◆ OBJECTIVE 1 ◆
Answer from the excerpt on management's responsibility for financial statements below:
(a) What two qualities must the judgments and estimates have?
(b) When preparing the standalone financial statements, what is management responsible for assessing?
(c) Who is responsible for overseeing the Company's financial reporting process?

◆ EXCERPT ◆
+++++

This responsibility also includes maintenance of adequate
accounting records in accordance with the provisions of
the Act for safeguarding of the assets of the Company and
for preventing and detecting frauds and other irregularities;
selection and application of appropriate accounting policies;
making judgments and estimates that are reasonable and
prudent; and the design, implementation and maintenance
of adequate internal financial controls, that were operating
effectively for ensuring the accuracy and completeness of
the accounting records, relevant to the preparation and
presentation of the standalone financial statements that give
a true and fair view and are free from material misstatement,
whether due to fraud or error.

In preparing the standalone financial statements, management
is responsible for assessing the Company's ability to continue
as a going concern, disclosing, as applicable, matters related
to going concern and using the going concern basis of
accounting unless management either intends to liquidate the
Company or to cease operations, or has no realistic alternative
but to do so.

Those Board of Directors are also responsible for overseeing
the Company's financial reporting process.

+++++

◆ LISTED ENTRIES ◆
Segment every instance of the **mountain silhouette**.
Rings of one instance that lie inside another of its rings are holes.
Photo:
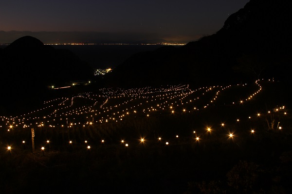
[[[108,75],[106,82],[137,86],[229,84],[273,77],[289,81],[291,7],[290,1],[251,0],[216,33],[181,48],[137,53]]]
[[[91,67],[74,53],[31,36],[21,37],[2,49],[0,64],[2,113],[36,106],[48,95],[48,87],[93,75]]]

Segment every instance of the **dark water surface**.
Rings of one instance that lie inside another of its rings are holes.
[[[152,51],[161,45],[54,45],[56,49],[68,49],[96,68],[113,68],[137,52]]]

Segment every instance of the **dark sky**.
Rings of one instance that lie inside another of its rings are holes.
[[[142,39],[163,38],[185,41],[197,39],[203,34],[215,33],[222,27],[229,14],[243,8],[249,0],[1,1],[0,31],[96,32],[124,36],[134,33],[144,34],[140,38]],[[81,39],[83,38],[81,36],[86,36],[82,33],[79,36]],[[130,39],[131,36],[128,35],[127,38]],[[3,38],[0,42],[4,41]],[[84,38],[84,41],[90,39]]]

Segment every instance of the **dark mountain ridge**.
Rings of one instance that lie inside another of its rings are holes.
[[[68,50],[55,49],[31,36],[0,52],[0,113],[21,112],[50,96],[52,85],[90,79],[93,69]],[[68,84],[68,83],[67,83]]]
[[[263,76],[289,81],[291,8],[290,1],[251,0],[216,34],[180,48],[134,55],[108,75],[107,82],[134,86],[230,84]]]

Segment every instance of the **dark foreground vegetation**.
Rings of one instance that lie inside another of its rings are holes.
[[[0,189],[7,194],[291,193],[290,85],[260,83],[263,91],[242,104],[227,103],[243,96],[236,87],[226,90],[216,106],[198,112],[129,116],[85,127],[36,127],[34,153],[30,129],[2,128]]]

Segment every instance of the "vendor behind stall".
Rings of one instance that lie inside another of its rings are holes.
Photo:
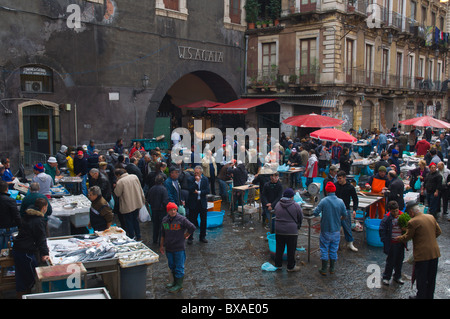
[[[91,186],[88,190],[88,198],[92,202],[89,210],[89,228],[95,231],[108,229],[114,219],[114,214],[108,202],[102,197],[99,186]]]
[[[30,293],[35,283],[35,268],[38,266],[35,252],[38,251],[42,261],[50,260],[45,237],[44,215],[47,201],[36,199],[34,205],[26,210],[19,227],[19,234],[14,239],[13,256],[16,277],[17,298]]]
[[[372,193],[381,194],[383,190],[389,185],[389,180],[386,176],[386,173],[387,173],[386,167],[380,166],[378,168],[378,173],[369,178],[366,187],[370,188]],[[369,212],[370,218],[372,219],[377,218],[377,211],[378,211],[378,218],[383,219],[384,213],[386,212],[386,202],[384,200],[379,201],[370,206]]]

+++++

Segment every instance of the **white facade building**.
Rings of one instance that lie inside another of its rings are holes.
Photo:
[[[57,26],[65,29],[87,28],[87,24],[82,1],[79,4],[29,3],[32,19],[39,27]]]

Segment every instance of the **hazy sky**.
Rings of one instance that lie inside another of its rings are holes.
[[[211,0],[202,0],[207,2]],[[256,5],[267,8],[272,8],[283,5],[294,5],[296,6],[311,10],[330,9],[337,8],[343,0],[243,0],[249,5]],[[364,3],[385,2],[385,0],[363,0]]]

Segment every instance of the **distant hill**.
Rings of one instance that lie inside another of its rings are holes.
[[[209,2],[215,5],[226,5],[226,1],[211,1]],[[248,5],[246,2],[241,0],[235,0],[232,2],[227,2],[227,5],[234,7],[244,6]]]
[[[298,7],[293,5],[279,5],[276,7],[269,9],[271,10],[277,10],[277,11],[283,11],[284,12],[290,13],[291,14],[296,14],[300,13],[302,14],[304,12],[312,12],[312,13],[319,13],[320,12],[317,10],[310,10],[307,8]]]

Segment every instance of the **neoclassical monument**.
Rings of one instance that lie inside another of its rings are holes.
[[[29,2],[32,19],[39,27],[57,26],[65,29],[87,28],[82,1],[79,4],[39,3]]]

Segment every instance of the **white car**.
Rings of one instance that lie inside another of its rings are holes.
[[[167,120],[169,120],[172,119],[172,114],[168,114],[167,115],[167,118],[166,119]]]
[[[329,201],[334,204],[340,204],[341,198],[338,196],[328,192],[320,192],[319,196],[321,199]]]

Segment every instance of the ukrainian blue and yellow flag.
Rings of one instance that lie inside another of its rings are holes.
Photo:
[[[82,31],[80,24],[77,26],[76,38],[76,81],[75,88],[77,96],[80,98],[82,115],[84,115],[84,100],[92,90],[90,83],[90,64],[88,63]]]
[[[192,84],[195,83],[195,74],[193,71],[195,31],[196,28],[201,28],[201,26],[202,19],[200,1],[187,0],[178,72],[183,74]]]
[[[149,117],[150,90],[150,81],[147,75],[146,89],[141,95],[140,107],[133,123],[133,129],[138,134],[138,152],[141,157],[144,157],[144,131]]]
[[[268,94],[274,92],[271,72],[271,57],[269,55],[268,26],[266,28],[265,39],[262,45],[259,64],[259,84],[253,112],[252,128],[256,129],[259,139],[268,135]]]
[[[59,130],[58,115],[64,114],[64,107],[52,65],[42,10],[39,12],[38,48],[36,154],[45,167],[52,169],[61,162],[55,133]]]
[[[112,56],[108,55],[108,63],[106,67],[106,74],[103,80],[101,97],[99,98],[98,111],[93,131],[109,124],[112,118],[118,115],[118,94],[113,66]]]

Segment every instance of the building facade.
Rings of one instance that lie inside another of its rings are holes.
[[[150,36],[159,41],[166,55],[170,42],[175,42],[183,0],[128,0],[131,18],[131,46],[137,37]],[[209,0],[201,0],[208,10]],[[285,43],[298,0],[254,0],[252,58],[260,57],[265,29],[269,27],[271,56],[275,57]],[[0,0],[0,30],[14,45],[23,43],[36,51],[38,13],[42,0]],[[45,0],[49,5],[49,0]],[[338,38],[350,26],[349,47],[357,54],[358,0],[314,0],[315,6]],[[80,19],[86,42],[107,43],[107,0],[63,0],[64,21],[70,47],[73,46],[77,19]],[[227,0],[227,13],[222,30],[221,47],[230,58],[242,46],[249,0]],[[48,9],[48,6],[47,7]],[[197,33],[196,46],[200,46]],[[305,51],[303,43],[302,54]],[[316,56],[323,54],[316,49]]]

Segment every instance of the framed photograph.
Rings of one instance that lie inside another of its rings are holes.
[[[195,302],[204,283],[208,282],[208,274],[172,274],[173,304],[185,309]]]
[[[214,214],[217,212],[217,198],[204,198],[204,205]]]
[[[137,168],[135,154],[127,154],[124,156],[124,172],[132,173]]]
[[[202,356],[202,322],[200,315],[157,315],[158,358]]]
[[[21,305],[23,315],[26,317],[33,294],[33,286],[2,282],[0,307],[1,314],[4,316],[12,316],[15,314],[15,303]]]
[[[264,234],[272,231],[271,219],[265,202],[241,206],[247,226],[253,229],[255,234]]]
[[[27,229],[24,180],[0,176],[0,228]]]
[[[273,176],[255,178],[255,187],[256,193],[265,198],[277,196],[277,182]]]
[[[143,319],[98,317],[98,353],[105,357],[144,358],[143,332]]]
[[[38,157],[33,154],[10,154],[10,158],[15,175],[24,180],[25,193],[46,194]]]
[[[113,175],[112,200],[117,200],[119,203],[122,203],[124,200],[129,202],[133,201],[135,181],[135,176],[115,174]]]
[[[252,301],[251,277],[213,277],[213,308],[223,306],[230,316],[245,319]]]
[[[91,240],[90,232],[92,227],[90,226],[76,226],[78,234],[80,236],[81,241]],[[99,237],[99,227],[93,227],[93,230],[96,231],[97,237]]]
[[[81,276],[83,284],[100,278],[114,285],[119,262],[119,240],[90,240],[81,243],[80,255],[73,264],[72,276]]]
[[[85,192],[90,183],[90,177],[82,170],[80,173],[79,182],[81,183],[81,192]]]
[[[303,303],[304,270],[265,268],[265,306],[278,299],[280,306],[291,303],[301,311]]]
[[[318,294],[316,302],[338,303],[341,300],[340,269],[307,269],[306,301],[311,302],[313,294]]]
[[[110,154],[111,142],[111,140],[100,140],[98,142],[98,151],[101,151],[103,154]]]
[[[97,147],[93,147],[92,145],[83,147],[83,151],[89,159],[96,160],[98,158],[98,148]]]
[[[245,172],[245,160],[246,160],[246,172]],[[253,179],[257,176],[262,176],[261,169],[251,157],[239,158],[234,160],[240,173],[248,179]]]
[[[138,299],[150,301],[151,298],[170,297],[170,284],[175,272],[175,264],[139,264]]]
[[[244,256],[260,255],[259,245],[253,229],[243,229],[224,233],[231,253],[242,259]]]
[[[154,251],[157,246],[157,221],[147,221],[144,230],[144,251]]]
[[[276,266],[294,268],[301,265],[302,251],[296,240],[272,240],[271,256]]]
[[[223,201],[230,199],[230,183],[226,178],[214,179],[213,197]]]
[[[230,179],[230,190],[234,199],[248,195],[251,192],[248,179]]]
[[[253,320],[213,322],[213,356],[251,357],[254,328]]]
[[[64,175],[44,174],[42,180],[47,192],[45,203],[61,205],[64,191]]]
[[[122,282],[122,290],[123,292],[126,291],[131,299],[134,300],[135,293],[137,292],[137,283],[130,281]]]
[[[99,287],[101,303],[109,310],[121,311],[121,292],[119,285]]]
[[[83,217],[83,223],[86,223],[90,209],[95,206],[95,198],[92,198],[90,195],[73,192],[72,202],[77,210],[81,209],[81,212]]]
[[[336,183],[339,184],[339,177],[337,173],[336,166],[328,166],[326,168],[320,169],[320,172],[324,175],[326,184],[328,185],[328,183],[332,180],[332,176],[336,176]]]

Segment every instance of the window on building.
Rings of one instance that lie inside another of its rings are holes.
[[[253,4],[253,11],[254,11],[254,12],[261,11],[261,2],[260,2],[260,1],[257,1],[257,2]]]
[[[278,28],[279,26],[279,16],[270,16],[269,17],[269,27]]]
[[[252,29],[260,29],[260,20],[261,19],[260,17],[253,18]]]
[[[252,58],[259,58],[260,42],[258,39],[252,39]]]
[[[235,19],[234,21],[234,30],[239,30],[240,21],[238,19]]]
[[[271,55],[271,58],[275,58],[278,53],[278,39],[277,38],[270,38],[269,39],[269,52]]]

+++++

◆ OBJECTIVE 2 ◆
Which lines in the entries above contain the word "white"? Gather and copy each of them, treating case as significant.

◆ RESULT 1 ◆
(a) They must be reasonable and prudent.
(b) The Company's ability to continue as a going concern.
(c) The Board of Directors.

◆ RESULT 2 ◆
Segment every instance of the **white facade building**.
Segment every instance of the **white car**.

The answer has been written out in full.